About this task
Nothing should be left out: output all of the entries exactly.

----------

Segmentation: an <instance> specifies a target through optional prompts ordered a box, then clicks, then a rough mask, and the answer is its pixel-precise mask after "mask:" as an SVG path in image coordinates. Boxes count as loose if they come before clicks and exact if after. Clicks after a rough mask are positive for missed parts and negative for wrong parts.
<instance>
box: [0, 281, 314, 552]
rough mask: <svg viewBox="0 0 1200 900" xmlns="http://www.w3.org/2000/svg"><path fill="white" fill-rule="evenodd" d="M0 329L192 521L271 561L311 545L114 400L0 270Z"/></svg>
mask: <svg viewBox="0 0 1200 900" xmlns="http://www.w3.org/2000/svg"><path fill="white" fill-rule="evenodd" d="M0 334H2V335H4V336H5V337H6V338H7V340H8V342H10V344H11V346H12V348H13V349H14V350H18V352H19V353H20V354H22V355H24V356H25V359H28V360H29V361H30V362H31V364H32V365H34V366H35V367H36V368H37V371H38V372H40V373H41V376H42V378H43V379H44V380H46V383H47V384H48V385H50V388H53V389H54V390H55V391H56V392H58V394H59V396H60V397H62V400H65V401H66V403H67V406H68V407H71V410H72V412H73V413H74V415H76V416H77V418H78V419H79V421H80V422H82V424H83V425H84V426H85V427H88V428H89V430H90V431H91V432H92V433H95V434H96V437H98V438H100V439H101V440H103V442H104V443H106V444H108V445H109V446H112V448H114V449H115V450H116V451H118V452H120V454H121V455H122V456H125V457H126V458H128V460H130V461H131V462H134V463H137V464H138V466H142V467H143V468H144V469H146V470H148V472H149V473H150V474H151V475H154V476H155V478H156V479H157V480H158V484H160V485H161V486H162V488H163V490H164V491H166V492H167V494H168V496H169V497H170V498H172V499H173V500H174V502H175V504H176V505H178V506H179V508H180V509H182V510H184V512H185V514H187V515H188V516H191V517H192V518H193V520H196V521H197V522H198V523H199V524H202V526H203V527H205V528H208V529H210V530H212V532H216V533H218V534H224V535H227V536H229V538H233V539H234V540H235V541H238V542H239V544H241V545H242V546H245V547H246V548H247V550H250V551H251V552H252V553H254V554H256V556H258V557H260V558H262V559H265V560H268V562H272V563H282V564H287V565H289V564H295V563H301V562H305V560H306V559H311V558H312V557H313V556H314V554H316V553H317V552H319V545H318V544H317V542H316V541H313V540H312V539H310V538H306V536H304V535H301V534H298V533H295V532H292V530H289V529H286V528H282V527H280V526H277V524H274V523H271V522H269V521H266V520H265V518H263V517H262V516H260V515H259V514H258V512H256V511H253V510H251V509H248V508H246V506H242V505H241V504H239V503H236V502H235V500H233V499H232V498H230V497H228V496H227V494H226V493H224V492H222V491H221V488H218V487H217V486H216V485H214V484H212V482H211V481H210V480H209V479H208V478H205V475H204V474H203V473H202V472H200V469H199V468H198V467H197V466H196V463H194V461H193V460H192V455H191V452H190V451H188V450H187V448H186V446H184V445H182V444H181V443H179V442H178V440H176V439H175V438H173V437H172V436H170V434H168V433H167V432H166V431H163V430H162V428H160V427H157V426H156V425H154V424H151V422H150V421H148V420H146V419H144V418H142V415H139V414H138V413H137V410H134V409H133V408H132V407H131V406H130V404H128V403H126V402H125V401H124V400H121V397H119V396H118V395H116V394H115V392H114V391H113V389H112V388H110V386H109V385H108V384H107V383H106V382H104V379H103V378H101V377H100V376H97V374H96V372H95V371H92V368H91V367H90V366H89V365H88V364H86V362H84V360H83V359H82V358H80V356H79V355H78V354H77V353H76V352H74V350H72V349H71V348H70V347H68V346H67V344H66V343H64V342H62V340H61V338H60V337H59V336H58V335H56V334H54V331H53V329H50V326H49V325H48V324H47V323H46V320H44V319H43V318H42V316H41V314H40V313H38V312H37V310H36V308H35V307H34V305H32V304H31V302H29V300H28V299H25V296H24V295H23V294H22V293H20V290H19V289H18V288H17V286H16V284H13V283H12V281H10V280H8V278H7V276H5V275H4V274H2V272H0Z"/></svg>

----------

Reply
Segmentation: an <instance> specifies a target through optional prompts ordered a box, then clicks, then a rough mask, and the answer is its pixel-precise mask after "mask:" as an SVG path in image coordinates. Boxes count as loose if they come before clicks and exact if after. Clicks after a rough mask are positive for missed parts and negative for wrong parts.
<instance>
box: [0, 281, 314, 552]
rough mask: <svg viewBox="0 0 1200 900" xmlns="http://www.w3.org/2000/svg"><path fill="white" fill-rule="evenodd" d="M0 329L192 521L271 561L311 545L114 400L0 270Z"/></svg>
mask: <svg viewBox="0 0 1200 900" xmlns="http://www.w3.org/2000/svg"><path fill="white" fill-rule="evenodd" d="M0 334H2V335H4V336H5V337H6V338H7V340H8V342H10V344H11V346H12V348H13V349H14V350H18V352H19V353H20V354H22V355H24V356H25V359H28V360H29V361H30V362H31V364H32V365H34V366H35V367H36V368H37V371H38V372H40V373H41V376H42V378H43V379H44V380H46V383H47V384H48V385H50V388H53V389H54V390H55V391H56V392H58V394H59V396H60V397H62V400H65V401H66V403H67V406H68V407H71V410H72V412H73V413H74V415H76V416H77V418H78V419H79V421H80V422H82V424H83V425H84V426H85V427H88V428H89V430H90V431H91V432H92V433H95V434H96V437H98V438H100V439H101V440H103V442H104V443H106V444H108V445H109V446H112V448H114V449H115V450H116V451H118V452H120V454H121V455H122V456H125V457H126V458H128V460H130V461H131V462H134V463H137V464H138V466H142V467H143V468H144V469H146V470H148V472H149V473H150V474H151V475H154V476H155V478H156V479H157V480H158V484H160V485H161V486H162V488H163V490H164V491H166V492H167V494H168V496H169V497H170V498H172V499H173V500H174V502H175V504H176V505H178V506H179V508H180V509H182V510H184V512H185V514H187V515H188V516H191V517H192V518H193V520H196V521H197V522H198V523H199V524H202V526H203V527H205V528H208V529H210V530H212V532H216V533H218V534H224V535H227V536H229V538H233V539H234V540H235V541H238V542H239V544H241V545H242V546H245V547H246V548H247V550H250V551H251V552H252V553H254V554H256V556H258V557H260V558H262V559H265V560H268V562H272V563H282V564H287V565H289V564H295V563H301V562H305V560H306V559H311V558H312V557H313V556H314V554H316V553H317V552H319V545H318V544H317V542H316V541H313V540H312V539H310V538H306V536H304V535H301V534H298V533H295V532H292V530H289V529H286V528H282V527H280V526H277V524H274V523H271V522H269V521H266V520H265V518H263V517H262V516H260V515H259V514H258V512H256V511H253V510H251V509H248V508H246V506H242V505H241V504H239V503H236V502H235V500H233V499H232V498H230V497H228V496H227V494H226V493H224V492H222V491H221V488H218V487H217V486H216V485H214V484H212V482H211V481H210V480H209V479H208V478H205V475H204V474H203V473H202V472H200V469H199V468H198V467H197V466H196V463H194V461H193V460H192V455H191V452H190V451H188V450H187V448H186V446H184V445H182V444H181V443H179V442H178V440H176V439H175V438H173V437H172V436H170V434H168V433H167V432H166V431H163V430H162V428H160V427H157V426H156V425H154V424H151V422H150V421H148V420H146V419H144V418H142V415H139V414H138V413H137V410H134V409H133V408H132V407H131V406H130V404H128V403H126V402H125V401H124V400H121V397H119V396H118V395H116V394H115V392H114V391H113V389H112V388H110V386H109V385H108V384H107V383H106V382H104V379H103V378H101V377H100V376H97V374H96V372H95V371H92V368H91V367H90V366H89V365H88V364H86V362H84V360H83V359H82V358H80V356H79V355H78V354H77V353H76V352H74V350H72V349H71V348H70V347H68V346H67V344H66V343H64V342H62V340H61V338H60V337H59V336H58V335H56V334H54V331H53V329H50V326H49V325H48V324H47V323H46V320H44V319H43V318H42V316H41V314H40V313H38V312H37V310H36V308H35V307H34V305H32V304H31V302H29V300H28V299H25V296H24V295H23V294H22V293H20V290H19V289H18V288H17V286H16V284H13V283H12V281H10V280H8V278H7V276H5V275H4V274H2V272H0Z"/></svg>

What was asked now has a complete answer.